• _Task prompt_
Format the lines below as a numbered list, skipping any blank lines and leaving the pictures out of your answer.

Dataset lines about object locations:
## START
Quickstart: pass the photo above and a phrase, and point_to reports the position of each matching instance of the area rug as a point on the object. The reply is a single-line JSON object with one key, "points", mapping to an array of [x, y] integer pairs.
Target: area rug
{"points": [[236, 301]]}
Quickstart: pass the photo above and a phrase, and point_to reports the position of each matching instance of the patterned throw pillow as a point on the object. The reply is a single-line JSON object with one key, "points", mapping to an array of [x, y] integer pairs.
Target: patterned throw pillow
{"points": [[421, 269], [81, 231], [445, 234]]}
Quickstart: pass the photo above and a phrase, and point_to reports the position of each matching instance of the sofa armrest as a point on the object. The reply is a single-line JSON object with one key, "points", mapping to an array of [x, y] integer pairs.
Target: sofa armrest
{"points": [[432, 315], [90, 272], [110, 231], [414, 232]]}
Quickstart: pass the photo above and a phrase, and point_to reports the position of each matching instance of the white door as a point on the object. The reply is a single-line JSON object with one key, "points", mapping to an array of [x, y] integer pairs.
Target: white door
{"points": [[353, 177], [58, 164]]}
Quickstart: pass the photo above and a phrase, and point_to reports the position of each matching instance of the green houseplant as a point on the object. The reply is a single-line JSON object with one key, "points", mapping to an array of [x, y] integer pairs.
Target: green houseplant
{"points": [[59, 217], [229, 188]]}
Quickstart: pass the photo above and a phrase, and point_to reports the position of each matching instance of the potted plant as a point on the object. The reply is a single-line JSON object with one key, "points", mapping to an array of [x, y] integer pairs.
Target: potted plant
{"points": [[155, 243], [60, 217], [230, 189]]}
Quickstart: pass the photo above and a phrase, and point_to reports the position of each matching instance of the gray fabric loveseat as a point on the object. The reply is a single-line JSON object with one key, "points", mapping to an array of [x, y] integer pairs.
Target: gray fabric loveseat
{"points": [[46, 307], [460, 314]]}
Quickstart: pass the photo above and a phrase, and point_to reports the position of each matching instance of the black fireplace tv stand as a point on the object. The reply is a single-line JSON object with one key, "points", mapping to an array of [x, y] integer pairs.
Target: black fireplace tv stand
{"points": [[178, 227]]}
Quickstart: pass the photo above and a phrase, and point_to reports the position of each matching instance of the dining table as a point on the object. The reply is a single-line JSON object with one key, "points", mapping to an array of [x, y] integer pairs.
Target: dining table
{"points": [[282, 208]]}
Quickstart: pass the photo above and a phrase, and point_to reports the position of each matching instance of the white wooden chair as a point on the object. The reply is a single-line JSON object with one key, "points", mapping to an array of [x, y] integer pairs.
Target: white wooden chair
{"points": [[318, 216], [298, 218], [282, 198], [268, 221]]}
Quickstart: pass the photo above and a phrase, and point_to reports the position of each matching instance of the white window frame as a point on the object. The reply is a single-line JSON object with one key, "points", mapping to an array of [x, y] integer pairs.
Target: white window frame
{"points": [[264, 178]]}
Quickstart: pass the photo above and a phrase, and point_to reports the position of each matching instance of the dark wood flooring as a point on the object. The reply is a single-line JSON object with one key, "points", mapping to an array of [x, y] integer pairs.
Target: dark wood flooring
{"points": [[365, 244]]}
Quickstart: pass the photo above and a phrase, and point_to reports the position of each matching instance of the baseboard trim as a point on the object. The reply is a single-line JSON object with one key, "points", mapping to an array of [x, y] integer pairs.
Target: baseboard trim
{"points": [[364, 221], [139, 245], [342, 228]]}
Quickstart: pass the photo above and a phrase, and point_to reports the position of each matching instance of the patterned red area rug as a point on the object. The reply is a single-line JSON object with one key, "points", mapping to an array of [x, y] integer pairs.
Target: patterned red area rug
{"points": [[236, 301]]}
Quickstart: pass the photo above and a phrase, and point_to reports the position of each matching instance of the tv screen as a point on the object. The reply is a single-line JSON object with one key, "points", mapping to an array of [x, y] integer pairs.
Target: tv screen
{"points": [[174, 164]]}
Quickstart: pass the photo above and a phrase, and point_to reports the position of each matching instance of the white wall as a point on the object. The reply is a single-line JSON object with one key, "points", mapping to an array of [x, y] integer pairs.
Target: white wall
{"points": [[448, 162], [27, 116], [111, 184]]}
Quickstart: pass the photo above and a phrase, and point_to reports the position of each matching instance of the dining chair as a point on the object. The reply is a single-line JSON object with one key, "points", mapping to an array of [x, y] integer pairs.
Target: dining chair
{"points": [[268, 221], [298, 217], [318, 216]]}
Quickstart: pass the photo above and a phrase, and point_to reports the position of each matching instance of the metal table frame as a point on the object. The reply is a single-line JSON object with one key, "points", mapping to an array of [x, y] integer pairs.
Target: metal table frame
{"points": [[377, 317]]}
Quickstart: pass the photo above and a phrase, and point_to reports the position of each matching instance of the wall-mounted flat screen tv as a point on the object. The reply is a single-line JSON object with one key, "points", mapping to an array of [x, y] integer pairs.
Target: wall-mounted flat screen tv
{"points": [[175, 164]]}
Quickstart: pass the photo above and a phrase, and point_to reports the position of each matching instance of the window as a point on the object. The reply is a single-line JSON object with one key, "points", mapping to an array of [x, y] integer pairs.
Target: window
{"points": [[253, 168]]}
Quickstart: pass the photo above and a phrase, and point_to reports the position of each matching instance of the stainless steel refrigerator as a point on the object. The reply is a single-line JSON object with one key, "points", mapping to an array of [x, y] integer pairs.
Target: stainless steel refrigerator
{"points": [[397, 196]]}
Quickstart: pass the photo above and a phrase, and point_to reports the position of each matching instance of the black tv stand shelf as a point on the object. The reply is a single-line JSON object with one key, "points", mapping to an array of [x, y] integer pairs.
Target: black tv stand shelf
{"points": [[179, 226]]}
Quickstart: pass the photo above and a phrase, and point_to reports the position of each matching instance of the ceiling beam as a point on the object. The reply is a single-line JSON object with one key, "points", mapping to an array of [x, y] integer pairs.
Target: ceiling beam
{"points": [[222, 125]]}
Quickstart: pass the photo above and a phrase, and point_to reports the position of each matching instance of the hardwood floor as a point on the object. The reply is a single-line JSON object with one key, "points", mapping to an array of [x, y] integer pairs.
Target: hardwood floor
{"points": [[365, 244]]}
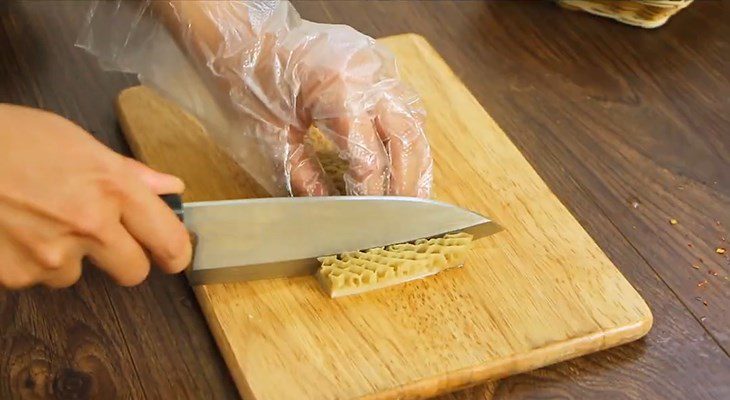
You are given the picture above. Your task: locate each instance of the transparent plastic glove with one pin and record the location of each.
## END
• _Solved exercise_
1. Quickstart: pass the photo above and a phrase, and point_to reports the position of each matching instance of the area rug as a point on the object. The reply is a single-line JSON object with one key, "points", mapping to an array of [x, y] integer pairs.
2. Target: area rug
3. {"points": [[236, 301]]}
4. Quickstart: pass the photo above and a phrase, and point_to reports the position of each matching instance of the patterned throw pillow as a point on the object. The reply is a single-line JSON object with one key, "points", mapping to an array of [x, y] integer pairs.
5. Target: patterned throw pillow
6. {"points": [[421, 269], [81, 231], [445, 234]]}
7. Quickstart: pass the photo above and a phrase, and point_to reports the position of each matching instance of the sofa armrest as a point on the object. The reply is a single-line JSON object with one key, "points", mapping to an array of [x, y] integer pairs.
8. Target: sofa armrest
9. {"points": [[432, 315], [90, 272], [110, 231], [414, 232]]}
10. Quickstart: pass the photo above and a phrase, and point_to reports the position of each matching instance of the white door as a point on the object. The reply is a single-line JSON object with one key, "points", mapping to an array of [x, y] integer pairs.
11. Target: white door
12. {"points": [[353, 177], [58, 164]]}
13. Quickstart: pass the photo above and a phrase, and point_to reports the position of each matching instance of the green houseplant as a point on the object. The reply is a single-line JSON object with one key, "points", mapping to an array of [x, y] integer pairs.
14. Target: green houseplant
15. {"points": [[59, 217], [229, 188]]}
16. Quickstart: pass the photo above and a phrase, and point_to reports the position of each matching instance of the potted plant as a point on the object. The reply is a single-line JSON object with one key, "points", mapping to an array of [x, y] integer pairs.
17. Target: potted plant
18. {"points": [[155, 243], [60, 217], [230, 189]]}
19. Quickstart: pass the photo above and a phrase, and point_to reports the position of each matching instance of the gray fabric loveseat as a point on the object. The reply is a single-line JSON object with one key, "points", mapping to an array of [x, y] integer pairs.
20. Target: gray fabric loveseat
21. {"points": [[46, 307], [460, 314]]}
22. Quickstart: pass the photo above and a phrase, and point_to reports the position of each matching instance of the black fireplace tv stand as a point on the object. The reply is a single-line JSON object with one key, "points", mapping to an array of [x, y] integer pairs.
23. Target: black fireplace tv stand
24. {"points": [[178, 227]]}
25. Quickstart: pass the photo above and a phrase, and point_to reports the position of each matching instance of the dining table as a point on the object. The reply is a single-line JSON object with one key, "points", mapping to an array of [x, y] integer pairs.
26. Target: dining table
27. {"points": [[282, 208]]}
28. Quickstart: pass the photo above and a phrase, and point_to reports the position of each matching instance of the white wooden chair as a point on the object. The reply is a single-line JSON object with one key, "points", mapping to an array of [x, y] integer pairs.
29. Target: white wooden chair
30. {"points": [[318, 216], [298, 218], [282, 198], [268, 221]]}
31. Quickstart: pass the photo above and a phrase, and point_to reports the position of each matching instance of the white window frame as a point on the object. The reply is a single-line JSON object with one key, "points", mapping to an array of [x, y] integer pairs.
32. Target: white window frame
33. {"points": [[264, 178]]}
34. Quickstart: pass the photo above and a phrase, and point_to reports the position of each matching instance of the dark wood flooring as a point on the object. The reply is a single-line JSON object with one key, "points", mapping to an array of [x, y] integer pairs.
35. Target: dark wood flooring
36. {"points": [[365, 244]]}
37. Quickstart: pass the photo above and a phrase, and point_to reports the position of each matching instance of the baseboard trim as a point on the object. The reply is a single-line JSON object with one key, "points", mapping to an array of [x, y] integer pairs.
38. Target: baseboard trim
39. {"points": [[364, 221], [139, 245], [342, 228]]}
40. Quickstart: pass the photo above and a phrase, and point_to reports the position of each matching instance of the patterned red area rug as a point on the object. The reply is a single-line JSON object with one key, "points", mapping to an array of [x, y] integer pairs.
41. Target: patterned red area rug
42. {"points": [[236, 301]]}
43. Quickstart: pass the photo above and a phrase, and point_to reports the position of each matching instance of the tv screen as a point on the object. The reply is a single-line JSON object with one key, "points", mapping to an array of [x, y] integer pairs.
44. Target: tv screen
45. {"points": [[174, 164]]}
46. Quickstart: pass the photo above and a phrase, and point_to reports the position of each matching instance of the white wall as a point on the object. The reply is a single-line JSON object with one key, "points", mapping to an array of [x, y] integer pairs.
47. Target: white wall
48. {"points": [[448, 162], [27, 116], [111, 184]]}
49. Quickstart: pass the photo above and a phrase, and point_to reports the position of each matching instance of the dining chair as a point on the object. The reply is a single-line JSON object with one key, "points", mapping to an array of [x, y] integer pairs.
50. Target: dining chair
51. {"points": [[268, 221], [298, 217], [318, 216]]}
52. Quickstart: pass the photo above and a phrase, and point_to reports the position of each matching instance of the metal table frame as a point on the object. The reply is a single-line JSON object with one key, "points", mapping to an array of [x, y] integer pairs.
53. Target: metal table frame
54. {"points": [[377, 317]]}
55. Quickstart: pass the photo above and a phrase, and point_to reports the position of each matching instance of the wall-mounted flat screen tv as a point on the object. The reply is a single-line JSON object with one key, "points", mapping to an array of [x, y] integer pairs.
56. Target: wall-mounted flat screen tv
57. {"points": [[175, 164]]}
58. Quickstart: pass the photo above and a phrase, and point_to reports the position of each matching instance of the window as a point on the object. The reply is a single-line JSON object with one key, "points", mapping to an array of [x, y] integer pairs.
59. Target: window
60. {"points": [[253, 168]]}
61. Quickstart: pass the photo above and a phrase, and point_to reports the position of each matching instance of the stainless steel refrigerator as a point on the object. The reply is a single-line JSON object with one key, "points", mapping to an array of [x, y] integer pairs.
62. Target: stainless steel refrigerator
63. {"points": [[397, 196]]}
64. Quickstart: pass the photo above and a phrase, and point_to reports the position of each matching instance of the black tv stand shelf as a point on the object. The reply is a single-line JSON object with one key, "points", mapping to an array of [x, y] integer pairs.
65. Target: black tv stand shelf
66. {"points": [[179, 226]]}
67. Quickstart: pass the photo above and a phrase, and point_to reports the position of each matching instance of the ceiling beam as a point on the object. The reply is a single-line JSON object with one key, "points", mapping to an array of [x, y] integer pairs.
68. Target: ceiling beam
69. {"points": [[222, 125]]}
70. Quickstart: pass the photo above and a phrase, and point_to reports the position of each matching instance of the hardwood floor as a point on the object. The reply is a single-line JSON object with one key, "points", mapping to an array of [x, y] integer pairs.
71. Target: hardwood floor
72. {"points": [[365, 244]]}
73. You are given the picture above. Your task: locate each instance of the transparent plastic glove with one pin and record the location of each.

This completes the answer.